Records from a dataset
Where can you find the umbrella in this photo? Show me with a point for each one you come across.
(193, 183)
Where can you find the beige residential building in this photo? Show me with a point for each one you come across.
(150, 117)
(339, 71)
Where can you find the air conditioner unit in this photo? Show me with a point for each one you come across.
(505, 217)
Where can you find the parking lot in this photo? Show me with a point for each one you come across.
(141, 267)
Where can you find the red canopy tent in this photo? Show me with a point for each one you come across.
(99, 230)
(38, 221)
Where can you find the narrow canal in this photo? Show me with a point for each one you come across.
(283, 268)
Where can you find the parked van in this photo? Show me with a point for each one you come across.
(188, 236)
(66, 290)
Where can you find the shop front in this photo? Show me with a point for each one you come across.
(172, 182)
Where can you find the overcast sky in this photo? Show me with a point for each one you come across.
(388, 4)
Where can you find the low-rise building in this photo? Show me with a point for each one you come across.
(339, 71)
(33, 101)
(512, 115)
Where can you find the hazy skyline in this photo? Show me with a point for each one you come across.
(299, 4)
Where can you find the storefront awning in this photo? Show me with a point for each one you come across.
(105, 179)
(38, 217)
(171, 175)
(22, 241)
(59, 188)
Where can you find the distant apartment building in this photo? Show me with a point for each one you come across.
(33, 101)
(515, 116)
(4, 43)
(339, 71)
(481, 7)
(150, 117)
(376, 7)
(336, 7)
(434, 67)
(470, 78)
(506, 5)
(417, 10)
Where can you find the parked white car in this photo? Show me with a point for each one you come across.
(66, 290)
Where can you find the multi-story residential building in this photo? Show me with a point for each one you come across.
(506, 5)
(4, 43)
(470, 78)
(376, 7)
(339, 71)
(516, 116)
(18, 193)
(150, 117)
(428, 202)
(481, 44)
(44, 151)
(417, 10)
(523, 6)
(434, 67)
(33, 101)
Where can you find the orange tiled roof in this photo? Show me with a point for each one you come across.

**WHAT YOU HAVE TO DO:** Please update the part of the items that opens with the line containing "Where can you find the multi-story" and runs through the end of the items, replacing "orange" with "terracotta" and changing nothing else. Give back only those lines.

**SOLUTION FOR THIS TASK:**
Where can you find the multi-story residential building in this photo? Show me with a point for each one you come across.
(506, 5)
(4, 43)
(470, 78)
(376, 7)
(339, 71)
(516, 116)
(18, 193)
(150, 117)
(428, 202)
(481, 44)
(44, 151)
(417, 10)
(523, 6)
(434, 67)
(33, 101)
Where can you find the terracotta tiled roof in this photo? Show me with a point for each one you come across.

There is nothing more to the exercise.